- YOUR TASK -
Pictures are to be left out, and the rest of the records reproduced exactly.

#### DATASET

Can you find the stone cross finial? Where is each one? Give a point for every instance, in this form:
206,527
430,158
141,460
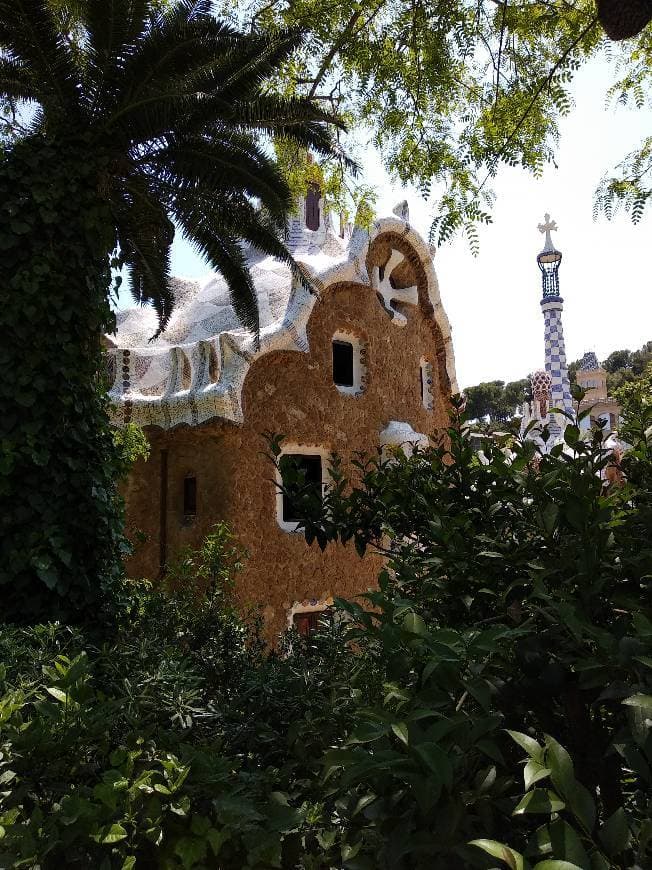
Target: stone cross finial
547,227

########

- OUTPUT -
Can you find the stone cross finial? Where is each one? Give a point for every instance, in this form:
206,527
430,158
141,460
Target: stone cross finial
547,227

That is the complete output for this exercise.